> _Exercise aim_
Continue the article on why nannies benefit from being paid legally, picking up right after its last sentence.

> _Text shown_
........
Nanny Tax Compliance: Why a Nanny Wants to be Paid Legally
In the “nanny world,” the temptation to accept a job that pays CASH (off the books, no payroll or income tax reporting) is faced by every nanny. After all, who LIKES to pay taxes? Professional nannies, however, understand nanny tax compliance and know that being paid legally is ultimately in their own best interest. Continue reading to learn more about how to pay a nanny legally.
Unemployment Benefits: Nanny jobs are, by their nature, not permanent positions. The children will grow and move on to school. The family’s child care needs change dramatically from full time, to part time, to after school and before school only. A parent may lose a job, the family may move out of state, or a parent may just change his/her mind and decide to stay home to care for their children. The full time nanny typically will have to move on every few years. The experienced, professional nanny knows that short term unemployment benefits are a life saver to bridge the time, planned or unplanned, between jobs.
........
> _Entries provided_

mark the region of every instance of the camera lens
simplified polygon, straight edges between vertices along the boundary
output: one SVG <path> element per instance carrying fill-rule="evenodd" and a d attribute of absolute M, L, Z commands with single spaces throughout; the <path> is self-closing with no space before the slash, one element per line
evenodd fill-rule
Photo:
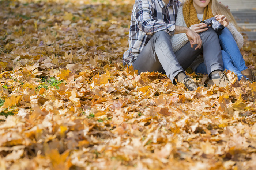
<path fill-rule="evenodd" d="M 211 21 L 211 26 L 213 29 L 215 31 L 217 34 L 220 35 L 221 34 L 221 30 L 224 28 L 224 26 L 221 25 L 218 21 L 216 19 Z"/>

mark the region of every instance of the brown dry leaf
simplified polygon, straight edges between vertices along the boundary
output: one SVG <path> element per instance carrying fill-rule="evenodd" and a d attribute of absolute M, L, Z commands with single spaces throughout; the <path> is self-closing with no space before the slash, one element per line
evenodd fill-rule
<path fill-rule="evenodd" d="M 64 1 L 0 2 L 0 169 L 255 168 L 256 83 L 139 74 L 122 62 L 134 1 Z M 256 43 L 241 52 L 255 72 Z"/>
........
> _Task result_
Verifiable Income: Whether you want to buy a home, rent an apartment, purchase a car, or just qualify for a cell phone plan, at some time or the other you will need to have verifiable income. Verifiable income means you can prove to the bank, loan officer, landlord, or retailer that you have a record of consistent income sufficient to meet your proposed financial obligations – either pay check stubs, direct deposit advices, bank statements witnessing the deposit of regular pay, and/or tax returns.
Workers’ Compensation Coverage: Any nanny can suffer an on the job injury that will require medical care (and cost), an injury that can keep her out of work either temporarily or permanently. Your employer may obtain workers’ compensation insurance – insurance that would cover those medical bills and lost wages – if you are being paid legally and your income is on the books. If you are not being paid legally your only option if you suffer an injury is to sue your employer – a costly and time consuming proposition.Social Security and Medicare benefits: Eventually you will retire and need retirement income. If you did not pay into the system you will not qualify for future benefits.
Earned Income Tax Credit: This is a refundable tax credit available to certain low income taxpayers with dependents. Many low wage earners qualify for a federal tax refund, even if they had no tax due or deducted. A single nanny with two children earning less than $49,399 per year could qualify for an EITC credit of $6,164 per year (2022)! When you qualify for the Federal EITC, you may qualify for a state credit too. Twenty-two states, the District of Columbia, New York City, and Montgomery County, Maryland, offer their residents an earned income tax credit.
It’s the law – tax evasion is a crime. You will sleep better knowing this is being taken care of.